# [What the task asks]
Extend the blog introduction on legal jargon, beginning after its final sentence and keeping to its voice and subject.

# [Page excerpt]

::::::::

The most frequent problem I run into with the practice of law is not in the courtroom, or with complex legal concepts. In fact, the problem is not just one that I have but I would suspect every attorney has, and few have mastered a way around. I first noticed this problem as a younger attorney when I slowly started hearing my old language replaced with a new, more formalized and oft-foreign dialect resembling the jokes about how lawyers speak. It was then that I started recognizing exactly how often my clients would sit in front of me as I spoke, shaking their heads in understanding, but with confused looks on their faces. I found, I would sometimes use language that, while completely conformable to me, was completely foreign to my clients. More dangerously, I discovered that I would sometimes use language that that both me and my client understood totally differently. Far beyond just using Latin, phrases like “hearsay”, “assault,” or “best interests of the child” mean something very general in daily life but have specific meaning to attorneys.
So in order to provide a resource to our clients at Lake Munro (as well as anyone else who may find it helpful) we humbly offer this series of blogs, along with our continuing apologies to those more qualified to speak on this topic then we are if we butcher anything, and to those attorneys who charge more for their opacity.

::::::::

(Excerpts of labeled region data)
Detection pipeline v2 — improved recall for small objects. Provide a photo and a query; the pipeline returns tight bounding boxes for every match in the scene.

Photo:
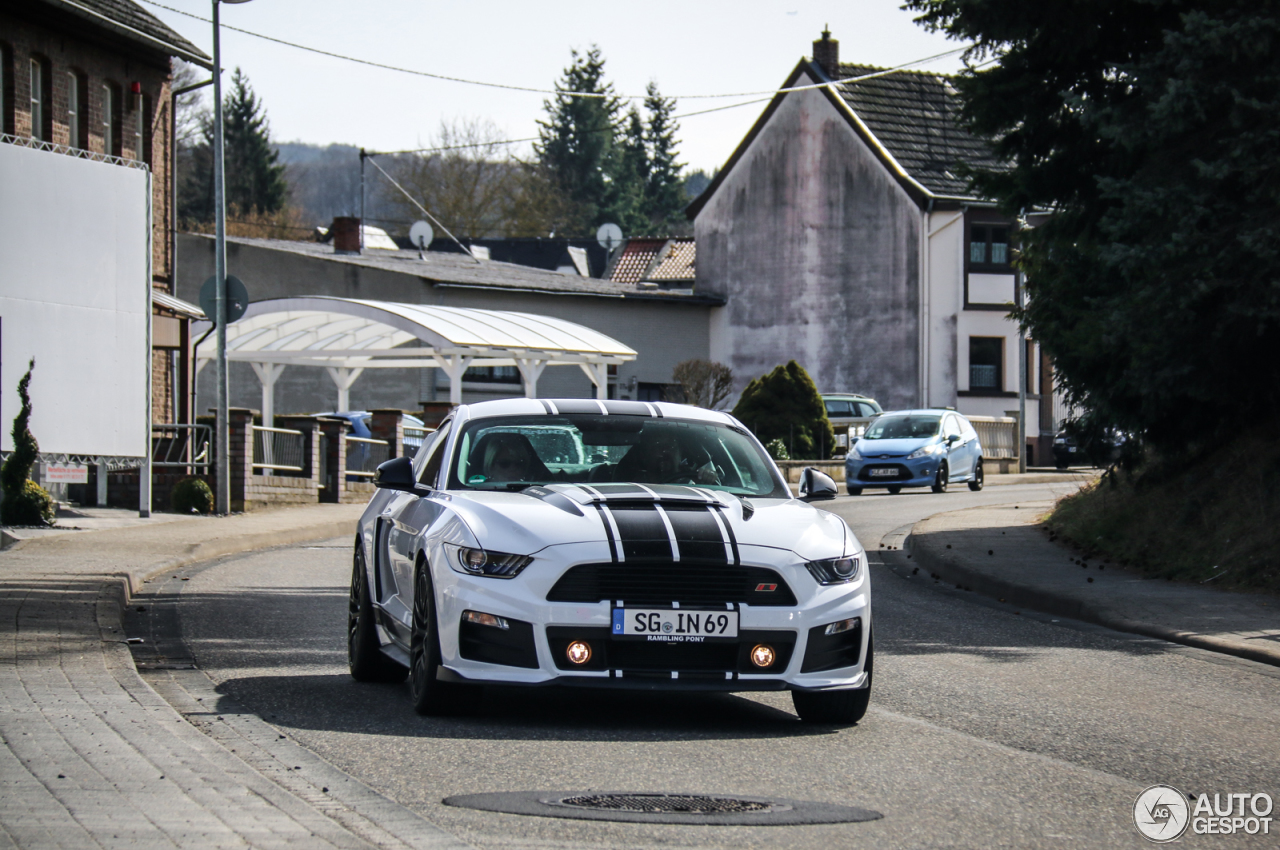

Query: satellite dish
[595,221,622,251]
[408,221,435,251]
[200,274,248,324]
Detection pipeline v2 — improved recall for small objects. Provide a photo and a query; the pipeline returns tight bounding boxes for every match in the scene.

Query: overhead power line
[142,0,969,102]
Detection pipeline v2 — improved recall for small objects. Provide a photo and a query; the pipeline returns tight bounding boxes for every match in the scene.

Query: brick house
[0,0,212,422]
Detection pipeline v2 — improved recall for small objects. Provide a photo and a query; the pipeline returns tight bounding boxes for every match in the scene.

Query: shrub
[0,357,54,525]
[733,360,836,460]
[169,475,214,513]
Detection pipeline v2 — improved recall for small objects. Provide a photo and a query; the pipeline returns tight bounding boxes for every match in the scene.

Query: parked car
[347,398,874,723]
[822,393,882,449]
[1053,421,1128,470]
[845,410,983,495]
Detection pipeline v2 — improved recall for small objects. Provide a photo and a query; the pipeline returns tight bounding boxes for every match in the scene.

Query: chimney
[813,29,840,79]
[329,216,360,253]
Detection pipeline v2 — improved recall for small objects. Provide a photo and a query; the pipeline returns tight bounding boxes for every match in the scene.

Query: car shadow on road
[199,671,838,742]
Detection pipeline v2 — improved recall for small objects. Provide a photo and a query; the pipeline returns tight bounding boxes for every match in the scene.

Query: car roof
[458,398,739,425]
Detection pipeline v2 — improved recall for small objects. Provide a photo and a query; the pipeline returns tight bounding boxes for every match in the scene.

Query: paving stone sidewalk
[0,506,465,847]
[904,502,1280,666]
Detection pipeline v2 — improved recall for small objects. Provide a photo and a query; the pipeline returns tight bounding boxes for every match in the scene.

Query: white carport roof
[195,296,636,421]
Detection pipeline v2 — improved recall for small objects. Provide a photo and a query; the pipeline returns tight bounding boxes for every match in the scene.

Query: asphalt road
[147,485,1280,850]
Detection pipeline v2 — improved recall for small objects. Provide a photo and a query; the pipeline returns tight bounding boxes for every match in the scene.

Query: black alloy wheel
[408,558,480,717]
[791,631,876,726]
[347,540,408,682]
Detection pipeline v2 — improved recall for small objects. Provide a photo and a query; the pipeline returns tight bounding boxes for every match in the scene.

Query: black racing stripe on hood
[666,506,728,563]
[602,504,672,561]
[595,504,618,563]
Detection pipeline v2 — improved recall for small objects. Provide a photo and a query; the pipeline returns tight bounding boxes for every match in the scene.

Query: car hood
[448,484,855,561]
[858,437,937,458]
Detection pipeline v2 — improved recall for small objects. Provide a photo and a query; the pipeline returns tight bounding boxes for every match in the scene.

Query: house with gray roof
[689,32,1055,460]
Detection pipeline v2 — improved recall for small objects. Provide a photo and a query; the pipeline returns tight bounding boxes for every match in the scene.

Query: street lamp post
[212,0,248,515]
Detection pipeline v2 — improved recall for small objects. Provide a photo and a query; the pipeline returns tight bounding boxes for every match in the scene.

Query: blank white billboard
[0,143,151,457]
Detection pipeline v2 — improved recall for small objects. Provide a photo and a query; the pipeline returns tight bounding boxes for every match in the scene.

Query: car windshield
[449,413,790,498]
[864,416,942,440]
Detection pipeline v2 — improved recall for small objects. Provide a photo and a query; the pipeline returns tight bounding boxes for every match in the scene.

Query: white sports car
[347,398,873,723]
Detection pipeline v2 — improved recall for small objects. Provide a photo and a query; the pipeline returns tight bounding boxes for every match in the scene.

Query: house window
[969,224,1010,266]
[102,83,122,156]
[462,366,520,384]
[31,56,54,142]
[969,337,1005,393]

::::::::

# [Solved problem]
Hearsay: In daily life we use this term to describe gossip, or something that is unproven. To a lawyer, this means something much more specific. Hearsay is an objection that attorneys make in court to certain kinds of evidence. That kind of evidence is a statement (in writing or verbal) that both supports the matter you are in court arguing about AND is made by another person who is not in court to testify. Courts start from a position of not allowing Hearsay evidence because the person making the statement is not there to confirm the statement. There are several exceptions to this rule (23 is often the number sited though there are more) that allow for hearsay evidence to be admitted but the rules of evidnce is one whole class in law school and we are not teaching that class here.
Play along at home: Lawyers listen for key words to know to make the objection. In the question (e.g. “What did he tell you?”) or in the answer (e.g. “then he told me . . “). Next time you watch your favorite legal drama (mine would be Judge Judy), see how many errors you can spot.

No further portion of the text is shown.